▸ **WHAT IS ASKED**
Copy out again everything from the line containing "Where can the yellow" down to the end of the records.

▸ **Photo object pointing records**
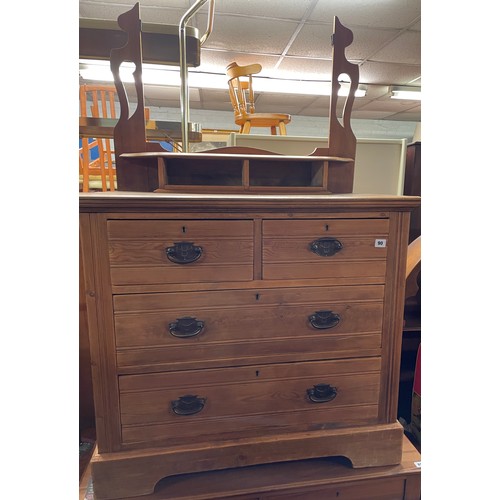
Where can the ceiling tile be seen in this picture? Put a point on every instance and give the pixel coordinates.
(253, 35)
(388, 73)
(381, 14)
(403, 49)
(295, 9)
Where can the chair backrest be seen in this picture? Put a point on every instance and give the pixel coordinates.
(98, 101)
(241, 87)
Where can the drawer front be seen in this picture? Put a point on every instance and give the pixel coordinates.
(184, 406)
(184, 251)
(325, 248)
(195, 329)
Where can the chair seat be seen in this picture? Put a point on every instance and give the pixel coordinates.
(243, 101)
(263, 119)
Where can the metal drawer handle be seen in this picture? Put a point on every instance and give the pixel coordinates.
(322, 393)
(184, 252)
(325, 247)
(186, 327)
(322, 320)
(188, 405)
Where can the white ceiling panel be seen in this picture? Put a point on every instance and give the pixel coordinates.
(396, 14)
(405, 49)
(257, 35)
(291, 9)
(291, 40)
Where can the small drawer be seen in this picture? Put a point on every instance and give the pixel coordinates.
(180, 330)
(184, 251)
(240, 401)
(325, 248)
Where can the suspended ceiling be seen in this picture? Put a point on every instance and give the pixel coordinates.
(291, 40)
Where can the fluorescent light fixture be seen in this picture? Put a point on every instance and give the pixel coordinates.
(170, 77)
(409, 93)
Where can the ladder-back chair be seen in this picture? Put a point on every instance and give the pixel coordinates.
(97, 101)
(243, 101)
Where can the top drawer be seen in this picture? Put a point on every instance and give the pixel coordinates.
(180, 251)
(325, 248)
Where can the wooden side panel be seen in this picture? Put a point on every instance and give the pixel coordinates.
(393, 314)
(100, 322)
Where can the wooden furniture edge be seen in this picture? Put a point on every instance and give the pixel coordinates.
(367, 446)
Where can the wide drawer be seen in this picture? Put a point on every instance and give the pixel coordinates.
(325, 248)
(196, 329)
(240, 401)
(180, 251)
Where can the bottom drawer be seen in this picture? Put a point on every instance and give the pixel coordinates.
(184, 407)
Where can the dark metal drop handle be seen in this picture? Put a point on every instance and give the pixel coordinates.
(186, 327)
(184, 252)
(325, 247)
(322, 320)
(188, 405)
(322, 393)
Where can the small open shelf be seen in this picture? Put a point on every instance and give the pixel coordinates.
(244, 172)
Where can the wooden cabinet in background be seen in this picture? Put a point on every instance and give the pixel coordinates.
(234, 330)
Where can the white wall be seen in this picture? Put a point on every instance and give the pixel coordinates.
(308, 126)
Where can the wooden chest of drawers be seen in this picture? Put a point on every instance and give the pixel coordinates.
(232, 330)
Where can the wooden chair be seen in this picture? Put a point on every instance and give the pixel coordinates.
(242, 99)
(100, 172)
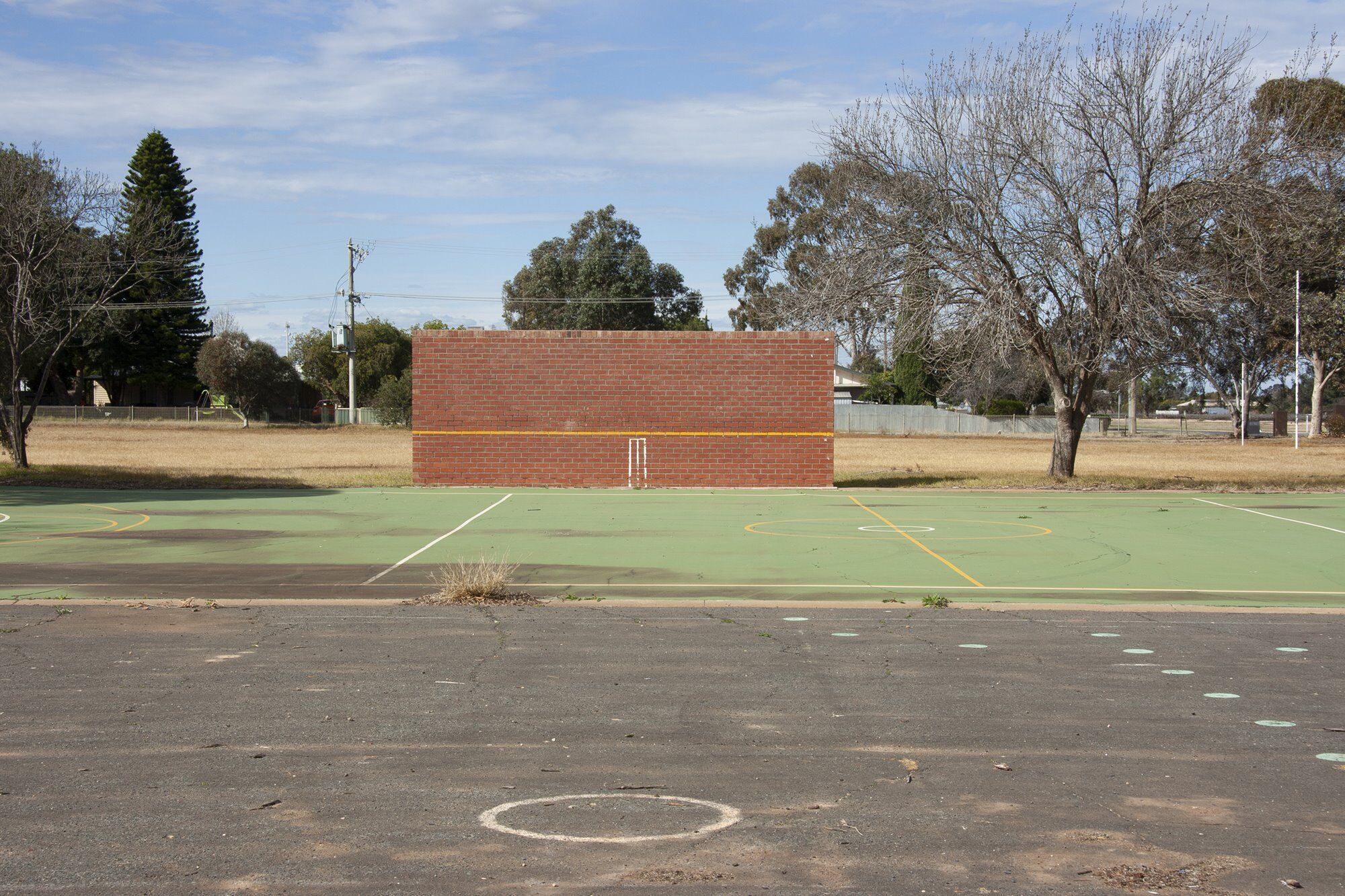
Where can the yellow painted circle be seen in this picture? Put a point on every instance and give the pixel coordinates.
(33, 536)
(860, 526)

▸ **COMPLETE ANSWER**
Where can the yellow painted circle be seen in this picture? Put a point on every instance and give the pixel coordinates.
(33, 536)
(860, 526)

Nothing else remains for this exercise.